▸ **QUOTED PASSAGE**:
··········
The classification procedure in PCTs is more involved. To begin with, note that a probability estimate \(Q(y \, | \,\varvec{x})\) for any label y (given instance \(\varvec{x}\)) is obtained quite easily, simply by following the corresponding path in the tree and applying the chain rule:

$$ Q(y \, | \,\varvec{x}) = Q(\varvec{y}\, | \,\varvec{x}) = \prod _{i=1}^l Q(y_i | {\varvec{y}}^{i-1}, \varvec{x}) $$

However, being interested in minimization of 0/1 loss, we actually seek to find

$$\begin{aligned} \hat{\varvec{y}}^* =\mathop {{{\mathrm{\arg \max }}}}_{\varvec{y}\in \mathcal {C}} Q(\varvec{y}\, | \,\varvec{x}) \,, \end{aligned}$$
(3)

preferably without computing the probability of each label first. A simple idea is to follow a single path in the tree, starting in the root and always choosing the branch \(y_i \in \{0,1\}\) for which \(Q(y_i | {\varvec{y}}^{i-1}, \varvec{x}) > 0.5\). However, while being efficient, this approach is not guaranteed to find the optimal solution [4, 10]. Better inference methods have been presented in recent years, based on search algorithms such as uniform-cost search [10], beam search [16], and \(A^*\) [18].

All three approaches allow for trading complexity against optimality, and hence for using PCTs in an anytime fashion, thanks to a hyper-parameter \(\epsilon \). This parameter controls the degree of optimality, i.e., of finding the true loss minimizer (3), as a function of the runtime (it finds a solution \(\hat{\varvec{y}}_\epsilon \) the conditional probability \(Q(\hat{\varvec{y}}_\epsilon \, | \,\varvec{x})\) of which is not much worse than the probability of the optimal solution \(\hat{\varvec{y}}^*\) defined in Eq. 3). In the analysis that follows, we will use this property to give a formal bound on the error made by such inference algorithms, with a particular focus on uniform-cost and \(A^*\) search. An extension of the analysis to beam search is straightforward and omitted due to lack of space. The pseudo code in Algorithm 1 unifies the approaches of [10, 18]. This general algorithm, which we denote \(h_\epsilon (\varvec{x})\), is a variant of \(A^*\). It fulfills the anytime property, i.e., the search can be stopped at any time and the algorithm will deliver a valid though possibly suboptimal solution.
··········
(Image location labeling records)
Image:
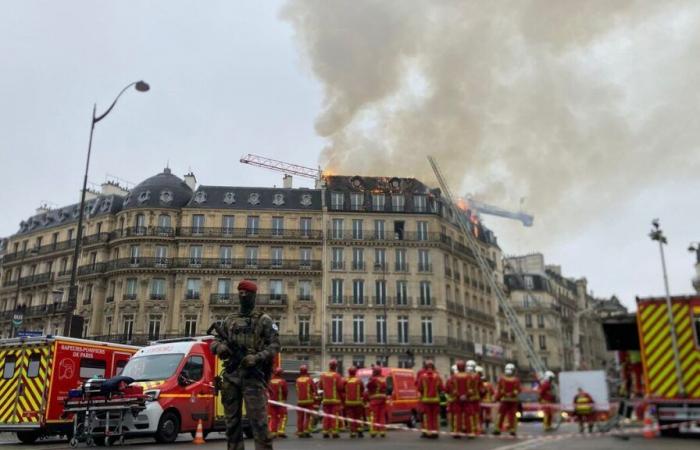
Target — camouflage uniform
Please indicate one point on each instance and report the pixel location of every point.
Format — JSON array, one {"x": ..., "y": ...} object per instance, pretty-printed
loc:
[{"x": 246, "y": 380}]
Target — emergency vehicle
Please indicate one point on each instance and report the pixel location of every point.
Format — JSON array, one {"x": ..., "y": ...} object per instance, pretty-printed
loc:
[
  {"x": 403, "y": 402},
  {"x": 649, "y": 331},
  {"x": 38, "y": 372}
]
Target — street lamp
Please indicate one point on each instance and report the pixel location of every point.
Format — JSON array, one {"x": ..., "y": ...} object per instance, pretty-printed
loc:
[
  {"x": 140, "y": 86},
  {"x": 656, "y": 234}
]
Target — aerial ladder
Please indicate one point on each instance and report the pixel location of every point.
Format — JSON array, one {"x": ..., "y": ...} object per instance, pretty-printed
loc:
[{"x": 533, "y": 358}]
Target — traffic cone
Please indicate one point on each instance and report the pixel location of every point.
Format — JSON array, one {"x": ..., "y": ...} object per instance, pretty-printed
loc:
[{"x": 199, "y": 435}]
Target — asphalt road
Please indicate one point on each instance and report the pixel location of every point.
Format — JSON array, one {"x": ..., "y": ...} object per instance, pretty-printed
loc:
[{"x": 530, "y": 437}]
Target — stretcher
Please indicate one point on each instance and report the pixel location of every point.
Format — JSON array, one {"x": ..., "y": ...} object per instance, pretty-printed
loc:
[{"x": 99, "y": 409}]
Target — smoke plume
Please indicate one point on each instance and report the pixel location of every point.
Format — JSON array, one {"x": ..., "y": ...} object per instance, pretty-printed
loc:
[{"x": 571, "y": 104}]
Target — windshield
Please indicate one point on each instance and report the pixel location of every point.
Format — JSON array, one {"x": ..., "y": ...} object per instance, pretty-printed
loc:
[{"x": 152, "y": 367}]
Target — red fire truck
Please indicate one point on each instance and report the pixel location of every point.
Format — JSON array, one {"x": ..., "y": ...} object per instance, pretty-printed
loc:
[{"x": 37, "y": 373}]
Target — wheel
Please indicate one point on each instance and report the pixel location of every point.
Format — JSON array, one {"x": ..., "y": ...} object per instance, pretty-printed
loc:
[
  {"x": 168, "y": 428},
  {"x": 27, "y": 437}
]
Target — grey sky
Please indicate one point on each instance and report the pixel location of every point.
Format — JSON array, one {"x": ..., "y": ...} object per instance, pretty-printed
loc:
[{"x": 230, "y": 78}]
··········
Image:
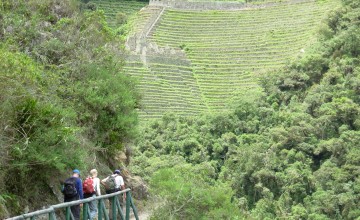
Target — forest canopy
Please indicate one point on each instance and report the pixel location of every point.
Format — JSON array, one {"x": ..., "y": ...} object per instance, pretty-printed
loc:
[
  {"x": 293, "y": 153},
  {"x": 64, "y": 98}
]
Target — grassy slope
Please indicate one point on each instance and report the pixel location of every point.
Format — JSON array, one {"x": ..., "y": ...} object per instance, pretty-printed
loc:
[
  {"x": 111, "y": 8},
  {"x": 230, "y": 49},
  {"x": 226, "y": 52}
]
··········
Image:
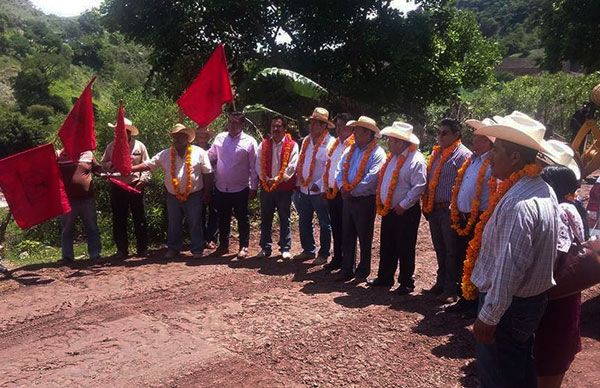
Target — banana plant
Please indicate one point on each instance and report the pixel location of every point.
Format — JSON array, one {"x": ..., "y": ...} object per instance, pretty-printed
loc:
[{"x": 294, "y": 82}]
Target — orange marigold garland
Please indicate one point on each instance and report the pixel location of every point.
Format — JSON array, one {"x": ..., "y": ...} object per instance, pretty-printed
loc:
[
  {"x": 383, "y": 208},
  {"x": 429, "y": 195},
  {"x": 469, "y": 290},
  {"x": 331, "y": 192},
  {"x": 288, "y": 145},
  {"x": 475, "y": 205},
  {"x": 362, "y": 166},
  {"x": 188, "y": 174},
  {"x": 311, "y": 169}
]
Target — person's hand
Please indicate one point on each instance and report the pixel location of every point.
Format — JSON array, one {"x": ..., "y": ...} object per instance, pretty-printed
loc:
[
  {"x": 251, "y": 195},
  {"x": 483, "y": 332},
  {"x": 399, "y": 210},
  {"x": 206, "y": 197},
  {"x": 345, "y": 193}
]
··········
▸ **PROBLEMS**:
1. In the passage on inference in probabilistic classifier trees, which search algorithms are the better inference methods based on?
2. From the passage on inference in probabilistic classifier trees, set down the text that begins at the words "preferably without computing" and stops after the words "search [16], and \(A^*\) [18].".
You won't need the records for anything here.

▸ **CORRECT ANSWERS**:
1. Uniform-cost search, beam search, and A* search.

2.
preferably without computing the probability of each label first. A simple idea is to follow a single path in the tree, starting in the root and always choosing the branch \(y_i \in \{0,1\}\) for which \(Q(y_i | {\varvec{y}}^{i-1}, \varvec{x}) > 0.5\). However, while being efficient, this approach is not guaranteed to find the optimal solution [4, 10]. Better inference methods have been presented in recent years, based on search algorithms such as uniform-cost search [10], beam search [16], and \(A^*\) [18].